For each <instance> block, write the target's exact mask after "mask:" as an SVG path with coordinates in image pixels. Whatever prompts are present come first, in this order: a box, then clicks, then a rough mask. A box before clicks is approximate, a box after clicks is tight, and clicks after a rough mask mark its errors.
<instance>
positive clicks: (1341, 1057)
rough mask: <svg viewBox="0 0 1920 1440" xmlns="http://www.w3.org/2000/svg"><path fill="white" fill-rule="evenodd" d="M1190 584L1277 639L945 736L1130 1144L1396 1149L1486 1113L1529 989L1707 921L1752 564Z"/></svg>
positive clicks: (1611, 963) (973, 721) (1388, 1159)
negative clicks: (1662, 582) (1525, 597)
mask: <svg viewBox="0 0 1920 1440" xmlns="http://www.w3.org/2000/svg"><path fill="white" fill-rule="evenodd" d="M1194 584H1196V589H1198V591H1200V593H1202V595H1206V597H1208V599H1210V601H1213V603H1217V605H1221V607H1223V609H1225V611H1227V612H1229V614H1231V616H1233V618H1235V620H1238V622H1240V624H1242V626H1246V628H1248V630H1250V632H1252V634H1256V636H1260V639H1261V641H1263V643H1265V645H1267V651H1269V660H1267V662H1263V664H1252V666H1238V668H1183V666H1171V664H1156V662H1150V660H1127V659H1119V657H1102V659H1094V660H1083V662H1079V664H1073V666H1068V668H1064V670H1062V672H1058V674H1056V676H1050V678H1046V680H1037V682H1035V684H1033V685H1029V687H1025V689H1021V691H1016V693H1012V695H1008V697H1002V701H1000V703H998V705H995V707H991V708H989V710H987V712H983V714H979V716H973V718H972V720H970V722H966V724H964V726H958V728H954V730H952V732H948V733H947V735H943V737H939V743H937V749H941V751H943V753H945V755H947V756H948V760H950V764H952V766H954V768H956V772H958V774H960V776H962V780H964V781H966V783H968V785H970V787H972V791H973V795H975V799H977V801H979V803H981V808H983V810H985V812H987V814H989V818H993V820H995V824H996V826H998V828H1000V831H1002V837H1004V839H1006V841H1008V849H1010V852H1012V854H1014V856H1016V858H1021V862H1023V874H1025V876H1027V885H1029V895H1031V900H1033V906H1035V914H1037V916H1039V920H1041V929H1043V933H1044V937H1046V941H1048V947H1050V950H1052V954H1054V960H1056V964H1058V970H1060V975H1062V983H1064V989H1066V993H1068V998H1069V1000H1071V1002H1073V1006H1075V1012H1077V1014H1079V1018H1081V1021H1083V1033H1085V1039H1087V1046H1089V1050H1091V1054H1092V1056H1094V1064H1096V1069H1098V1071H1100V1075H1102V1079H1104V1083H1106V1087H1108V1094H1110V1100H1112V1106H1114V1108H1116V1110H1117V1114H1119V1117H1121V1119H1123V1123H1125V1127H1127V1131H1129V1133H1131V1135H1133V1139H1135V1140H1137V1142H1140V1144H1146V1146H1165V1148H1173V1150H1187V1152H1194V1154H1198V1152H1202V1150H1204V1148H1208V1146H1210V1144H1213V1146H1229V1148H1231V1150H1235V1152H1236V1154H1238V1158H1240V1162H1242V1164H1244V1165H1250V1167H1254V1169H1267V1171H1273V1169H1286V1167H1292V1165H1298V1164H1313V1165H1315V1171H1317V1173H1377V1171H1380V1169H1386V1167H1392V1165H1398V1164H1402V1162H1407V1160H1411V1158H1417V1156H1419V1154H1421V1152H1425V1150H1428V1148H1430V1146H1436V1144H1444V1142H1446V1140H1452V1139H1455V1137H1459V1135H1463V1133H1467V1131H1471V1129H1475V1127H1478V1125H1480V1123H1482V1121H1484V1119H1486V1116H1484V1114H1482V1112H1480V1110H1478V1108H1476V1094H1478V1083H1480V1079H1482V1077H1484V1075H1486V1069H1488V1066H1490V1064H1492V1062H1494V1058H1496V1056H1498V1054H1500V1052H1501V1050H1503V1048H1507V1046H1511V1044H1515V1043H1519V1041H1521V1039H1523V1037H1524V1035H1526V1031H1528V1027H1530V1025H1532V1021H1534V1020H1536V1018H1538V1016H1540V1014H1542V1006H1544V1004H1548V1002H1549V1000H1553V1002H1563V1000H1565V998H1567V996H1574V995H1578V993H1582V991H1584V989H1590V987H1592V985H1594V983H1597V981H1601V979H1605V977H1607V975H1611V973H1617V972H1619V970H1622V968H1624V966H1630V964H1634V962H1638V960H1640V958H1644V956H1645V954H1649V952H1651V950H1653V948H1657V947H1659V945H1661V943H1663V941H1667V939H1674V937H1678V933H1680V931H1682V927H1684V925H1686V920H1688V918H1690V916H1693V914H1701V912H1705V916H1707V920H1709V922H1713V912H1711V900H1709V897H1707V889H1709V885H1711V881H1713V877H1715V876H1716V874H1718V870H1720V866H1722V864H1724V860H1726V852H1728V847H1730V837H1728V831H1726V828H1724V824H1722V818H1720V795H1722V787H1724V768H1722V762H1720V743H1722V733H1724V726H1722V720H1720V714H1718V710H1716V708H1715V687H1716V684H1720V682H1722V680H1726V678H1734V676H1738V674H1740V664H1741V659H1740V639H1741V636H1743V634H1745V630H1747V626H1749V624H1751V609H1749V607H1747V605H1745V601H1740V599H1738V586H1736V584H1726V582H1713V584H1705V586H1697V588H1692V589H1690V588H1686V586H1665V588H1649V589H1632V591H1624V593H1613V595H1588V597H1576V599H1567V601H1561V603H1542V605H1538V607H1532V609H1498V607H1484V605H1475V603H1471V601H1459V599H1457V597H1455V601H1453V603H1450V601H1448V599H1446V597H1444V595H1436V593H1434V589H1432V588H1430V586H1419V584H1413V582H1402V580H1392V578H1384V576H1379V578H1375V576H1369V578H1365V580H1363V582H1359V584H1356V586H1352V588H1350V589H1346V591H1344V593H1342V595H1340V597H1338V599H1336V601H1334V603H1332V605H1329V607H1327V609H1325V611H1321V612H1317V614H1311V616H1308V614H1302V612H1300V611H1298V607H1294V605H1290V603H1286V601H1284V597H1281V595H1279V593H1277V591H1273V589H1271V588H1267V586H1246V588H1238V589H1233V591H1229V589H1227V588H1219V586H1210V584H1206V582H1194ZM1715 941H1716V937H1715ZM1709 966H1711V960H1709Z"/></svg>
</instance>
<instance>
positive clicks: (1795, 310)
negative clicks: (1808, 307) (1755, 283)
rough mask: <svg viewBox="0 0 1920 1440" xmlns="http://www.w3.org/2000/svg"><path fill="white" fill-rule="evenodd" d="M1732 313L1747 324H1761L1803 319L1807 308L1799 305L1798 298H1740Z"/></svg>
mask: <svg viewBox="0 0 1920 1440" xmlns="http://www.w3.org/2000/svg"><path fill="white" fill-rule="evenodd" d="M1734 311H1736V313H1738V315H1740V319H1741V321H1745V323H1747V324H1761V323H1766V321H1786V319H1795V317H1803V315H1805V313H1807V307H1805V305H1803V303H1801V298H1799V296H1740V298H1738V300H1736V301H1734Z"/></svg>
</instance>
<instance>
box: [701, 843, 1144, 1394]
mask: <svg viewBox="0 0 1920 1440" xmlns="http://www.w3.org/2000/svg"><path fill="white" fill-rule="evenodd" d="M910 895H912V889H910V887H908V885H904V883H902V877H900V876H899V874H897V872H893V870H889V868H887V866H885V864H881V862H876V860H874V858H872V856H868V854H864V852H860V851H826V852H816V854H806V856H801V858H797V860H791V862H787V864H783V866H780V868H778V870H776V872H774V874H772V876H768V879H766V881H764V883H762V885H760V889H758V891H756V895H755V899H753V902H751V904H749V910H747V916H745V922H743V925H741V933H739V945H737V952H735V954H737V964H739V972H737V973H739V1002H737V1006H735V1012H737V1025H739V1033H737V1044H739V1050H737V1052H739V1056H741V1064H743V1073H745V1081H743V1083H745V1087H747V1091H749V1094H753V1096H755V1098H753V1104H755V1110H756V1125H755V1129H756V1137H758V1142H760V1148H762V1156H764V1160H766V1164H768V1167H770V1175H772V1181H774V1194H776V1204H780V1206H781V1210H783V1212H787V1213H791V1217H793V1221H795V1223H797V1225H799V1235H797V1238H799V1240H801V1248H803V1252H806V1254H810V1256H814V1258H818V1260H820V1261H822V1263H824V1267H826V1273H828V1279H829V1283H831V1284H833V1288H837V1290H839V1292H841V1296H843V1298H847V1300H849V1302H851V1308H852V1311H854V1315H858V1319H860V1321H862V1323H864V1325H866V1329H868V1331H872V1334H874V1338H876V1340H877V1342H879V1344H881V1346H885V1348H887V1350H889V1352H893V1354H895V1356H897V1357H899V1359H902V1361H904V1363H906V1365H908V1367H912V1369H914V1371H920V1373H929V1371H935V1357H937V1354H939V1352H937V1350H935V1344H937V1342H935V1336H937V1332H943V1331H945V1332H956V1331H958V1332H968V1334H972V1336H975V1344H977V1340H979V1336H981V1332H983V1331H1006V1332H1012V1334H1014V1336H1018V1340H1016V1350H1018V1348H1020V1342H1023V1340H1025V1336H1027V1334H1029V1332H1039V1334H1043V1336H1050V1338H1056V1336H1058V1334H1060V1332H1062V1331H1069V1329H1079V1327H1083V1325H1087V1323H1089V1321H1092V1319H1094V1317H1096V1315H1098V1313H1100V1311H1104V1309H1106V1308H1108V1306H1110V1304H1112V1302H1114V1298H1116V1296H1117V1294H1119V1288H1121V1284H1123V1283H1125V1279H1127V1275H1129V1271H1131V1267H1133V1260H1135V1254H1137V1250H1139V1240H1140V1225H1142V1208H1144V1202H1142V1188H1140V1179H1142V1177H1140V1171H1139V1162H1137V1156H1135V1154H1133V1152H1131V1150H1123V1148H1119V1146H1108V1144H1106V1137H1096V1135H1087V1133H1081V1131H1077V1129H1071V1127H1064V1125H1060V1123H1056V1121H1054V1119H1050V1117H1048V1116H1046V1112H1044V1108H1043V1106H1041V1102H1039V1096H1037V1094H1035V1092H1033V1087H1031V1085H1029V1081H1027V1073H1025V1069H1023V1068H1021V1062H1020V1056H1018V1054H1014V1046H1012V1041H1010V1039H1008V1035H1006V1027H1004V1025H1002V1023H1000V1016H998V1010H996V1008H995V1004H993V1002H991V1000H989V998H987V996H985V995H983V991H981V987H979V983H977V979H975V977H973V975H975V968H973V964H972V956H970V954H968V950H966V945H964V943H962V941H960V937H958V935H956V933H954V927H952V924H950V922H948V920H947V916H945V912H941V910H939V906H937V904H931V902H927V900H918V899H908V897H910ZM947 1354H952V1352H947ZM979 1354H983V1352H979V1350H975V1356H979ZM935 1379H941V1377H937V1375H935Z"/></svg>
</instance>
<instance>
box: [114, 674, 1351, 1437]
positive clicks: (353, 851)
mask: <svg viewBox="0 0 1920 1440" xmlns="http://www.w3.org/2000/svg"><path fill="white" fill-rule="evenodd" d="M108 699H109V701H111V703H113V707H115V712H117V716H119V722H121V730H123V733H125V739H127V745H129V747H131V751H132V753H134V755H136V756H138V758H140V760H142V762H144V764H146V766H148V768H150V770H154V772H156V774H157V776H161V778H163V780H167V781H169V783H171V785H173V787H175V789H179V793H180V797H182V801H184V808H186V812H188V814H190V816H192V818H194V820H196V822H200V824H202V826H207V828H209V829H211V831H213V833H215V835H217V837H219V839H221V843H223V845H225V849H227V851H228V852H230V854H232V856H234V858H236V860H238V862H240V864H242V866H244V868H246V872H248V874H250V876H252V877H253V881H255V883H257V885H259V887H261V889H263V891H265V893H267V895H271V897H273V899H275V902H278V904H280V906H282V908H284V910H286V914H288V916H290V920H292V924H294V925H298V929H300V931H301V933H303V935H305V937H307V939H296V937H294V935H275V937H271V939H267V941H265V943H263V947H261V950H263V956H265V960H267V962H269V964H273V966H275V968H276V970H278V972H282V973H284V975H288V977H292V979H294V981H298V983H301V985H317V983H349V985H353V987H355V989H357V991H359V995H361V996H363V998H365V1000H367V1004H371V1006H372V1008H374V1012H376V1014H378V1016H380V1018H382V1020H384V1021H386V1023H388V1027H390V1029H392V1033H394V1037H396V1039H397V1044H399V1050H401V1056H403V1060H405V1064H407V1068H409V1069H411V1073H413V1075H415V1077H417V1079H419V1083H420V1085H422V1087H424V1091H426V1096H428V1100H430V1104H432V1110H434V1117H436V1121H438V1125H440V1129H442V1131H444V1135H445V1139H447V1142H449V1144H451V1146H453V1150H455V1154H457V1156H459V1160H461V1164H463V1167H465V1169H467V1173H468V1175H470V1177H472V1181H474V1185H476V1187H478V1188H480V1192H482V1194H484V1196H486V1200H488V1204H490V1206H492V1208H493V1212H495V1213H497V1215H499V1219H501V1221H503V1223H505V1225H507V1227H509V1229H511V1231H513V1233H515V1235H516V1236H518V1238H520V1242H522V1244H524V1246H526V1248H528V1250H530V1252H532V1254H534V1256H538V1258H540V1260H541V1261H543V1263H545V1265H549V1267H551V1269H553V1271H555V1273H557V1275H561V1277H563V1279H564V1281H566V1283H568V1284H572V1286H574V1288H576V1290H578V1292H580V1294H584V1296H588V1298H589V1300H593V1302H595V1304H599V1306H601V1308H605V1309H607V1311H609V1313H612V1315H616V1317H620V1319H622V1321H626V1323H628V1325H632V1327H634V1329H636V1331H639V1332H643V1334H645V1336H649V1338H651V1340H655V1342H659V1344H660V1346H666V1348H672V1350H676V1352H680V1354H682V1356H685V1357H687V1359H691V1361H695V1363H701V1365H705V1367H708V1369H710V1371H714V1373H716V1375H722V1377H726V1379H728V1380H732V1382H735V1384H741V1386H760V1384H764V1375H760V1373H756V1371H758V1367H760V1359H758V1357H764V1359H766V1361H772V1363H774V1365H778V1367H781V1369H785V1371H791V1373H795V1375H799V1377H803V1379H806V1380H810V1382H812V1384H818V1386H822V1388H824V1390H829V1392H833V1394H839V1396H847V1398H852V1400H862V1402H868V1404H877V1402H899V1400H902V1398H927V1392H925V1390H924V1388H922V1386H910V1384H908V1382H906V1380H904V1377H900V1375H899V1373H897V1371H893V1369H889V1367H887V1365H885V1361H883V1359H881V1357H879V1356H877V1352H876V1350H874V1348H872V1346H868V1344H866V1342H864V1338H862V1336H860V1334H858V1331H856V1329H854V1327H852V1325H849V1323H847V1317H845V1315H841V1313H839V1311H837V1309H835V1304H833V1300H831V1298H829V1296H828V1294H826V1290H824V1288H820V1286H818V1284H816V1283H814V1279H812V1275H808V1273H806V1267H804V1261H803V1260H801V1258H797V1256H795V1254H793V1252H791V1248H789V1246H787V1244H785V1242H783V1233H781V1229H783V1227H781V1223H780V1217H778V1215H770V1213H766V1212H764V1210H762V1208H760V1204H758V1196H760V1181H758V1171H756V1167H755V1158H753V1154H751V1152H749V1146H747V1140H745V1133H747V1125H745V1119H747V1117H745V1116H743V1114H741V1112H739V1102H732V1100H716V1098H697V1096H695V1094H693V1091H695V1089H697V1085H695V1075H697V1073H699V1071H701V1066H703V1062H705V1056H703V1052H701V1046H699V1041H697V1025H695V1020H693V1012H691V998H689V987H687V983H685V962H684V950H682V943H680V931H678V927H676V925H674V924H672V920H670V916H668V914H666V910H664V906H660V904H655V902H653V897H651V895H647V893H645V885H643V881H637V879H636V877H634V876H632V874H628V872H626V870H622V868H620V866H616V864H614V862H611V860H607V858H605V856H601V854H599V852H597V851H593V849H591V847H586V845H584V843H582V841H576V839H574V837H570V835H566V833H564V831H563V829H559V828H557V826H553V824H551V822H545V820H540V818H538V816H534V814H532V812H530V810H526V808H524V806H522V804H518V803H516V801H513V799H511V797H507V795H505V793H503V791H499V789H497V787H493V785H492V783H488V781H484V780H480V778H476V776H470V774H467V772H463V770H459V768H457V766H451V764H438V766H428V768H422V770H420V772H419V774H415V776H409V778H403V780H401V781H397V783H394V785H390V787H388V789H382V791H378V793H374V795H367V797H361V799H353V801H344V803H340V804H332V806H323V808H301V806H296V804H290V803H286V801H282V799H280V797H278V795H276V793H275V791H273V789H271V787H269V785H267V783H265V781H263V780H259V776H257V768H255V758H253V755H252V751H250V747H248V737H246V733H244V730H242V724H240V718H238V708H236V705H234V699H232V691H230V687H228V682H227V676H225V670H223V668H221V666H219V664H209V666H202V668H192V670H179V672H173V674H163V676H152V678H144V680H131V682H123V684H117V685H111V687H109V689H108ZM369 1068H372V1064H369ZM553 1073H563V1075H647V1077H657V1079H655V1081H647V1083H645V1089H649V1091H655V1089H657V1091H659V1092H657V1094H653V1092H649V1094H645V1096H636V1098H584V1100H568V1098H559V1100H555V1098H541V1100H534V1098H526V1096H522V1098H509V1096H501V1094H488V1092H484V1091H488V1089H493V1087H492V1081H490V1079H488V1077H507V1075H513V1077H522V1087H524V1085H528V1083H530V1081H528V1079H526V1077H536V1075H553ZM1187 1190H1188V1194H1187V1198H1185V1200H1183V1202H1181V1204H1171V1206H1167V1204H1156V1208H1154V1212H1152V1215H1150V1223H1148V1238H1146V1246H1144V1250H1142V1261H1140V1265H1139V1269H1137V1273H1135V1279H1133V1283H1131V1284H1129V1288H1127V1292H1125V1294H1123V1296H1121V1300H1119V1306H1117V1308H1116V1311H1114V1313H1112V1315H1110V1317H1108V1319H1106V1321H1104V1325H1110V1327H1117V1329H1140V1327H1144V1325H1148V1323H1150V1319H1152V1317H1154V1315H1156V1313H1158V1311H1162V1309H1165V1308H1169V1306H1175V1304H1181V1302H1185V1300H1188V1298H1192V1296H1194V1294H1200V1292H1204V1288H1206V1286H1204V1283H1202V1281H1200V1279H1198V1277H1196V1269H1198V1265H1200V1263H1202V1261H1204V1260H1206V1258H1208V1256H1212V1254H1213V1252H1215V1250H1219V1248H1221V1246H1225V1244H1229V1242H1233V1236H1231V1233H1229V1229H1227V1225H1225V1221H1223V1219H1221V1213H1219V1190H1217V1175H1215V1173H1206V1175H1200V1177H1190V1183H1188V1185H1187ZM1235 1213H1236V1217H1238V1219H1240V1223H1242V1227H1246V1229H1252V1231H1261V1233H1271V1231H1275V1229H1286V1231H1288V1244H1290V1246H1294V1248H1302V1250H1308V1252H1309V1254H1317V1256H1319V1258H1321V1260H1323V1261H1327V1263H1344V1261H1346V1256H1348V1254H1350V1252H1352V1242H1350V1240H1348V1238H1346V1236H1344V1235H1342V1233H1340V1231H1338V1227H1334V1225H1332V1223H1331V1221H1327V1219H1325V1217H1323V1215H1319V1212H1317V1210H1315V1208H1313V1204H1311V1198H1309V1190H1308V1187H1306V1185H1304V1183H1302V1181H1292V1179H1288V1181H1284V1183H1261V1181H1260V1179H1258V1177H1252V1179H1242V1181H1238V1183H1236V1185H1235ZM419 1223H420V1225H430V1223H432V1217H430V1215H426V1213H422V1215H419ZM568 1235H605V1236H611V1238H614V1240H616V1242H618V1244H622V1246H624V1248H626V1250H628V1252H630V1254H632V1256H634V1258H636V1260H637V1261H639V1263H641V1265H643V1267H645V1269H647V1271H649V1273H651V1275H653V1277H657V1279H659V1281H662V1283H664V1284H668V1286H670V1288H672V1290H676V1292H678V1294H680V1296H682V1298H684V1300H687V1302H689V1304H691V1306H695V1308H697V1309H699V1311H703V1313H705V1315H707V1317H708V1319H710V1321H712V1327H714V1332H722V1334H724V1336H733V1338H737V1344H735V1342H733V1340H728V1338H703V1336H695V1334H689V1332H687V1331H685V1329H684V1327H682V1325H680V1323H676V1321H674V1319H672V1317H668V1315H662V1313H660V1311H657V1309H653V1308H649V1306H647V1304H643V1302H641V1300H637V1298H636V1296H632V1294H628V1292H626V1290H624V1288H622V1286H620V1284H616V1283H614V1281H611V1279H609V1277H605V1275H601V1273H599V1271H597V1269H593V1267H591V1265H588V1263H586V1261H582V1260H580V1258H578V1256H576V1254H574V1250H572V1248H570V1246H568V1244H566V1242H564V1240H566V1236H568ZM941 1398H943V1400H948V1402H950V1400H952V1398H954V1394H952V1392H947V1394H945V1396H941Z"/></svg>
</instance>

→ **To-do item**
How many lines of the records contain the string "clicks"? Case counts. Give only the number.

→ **Result below**
7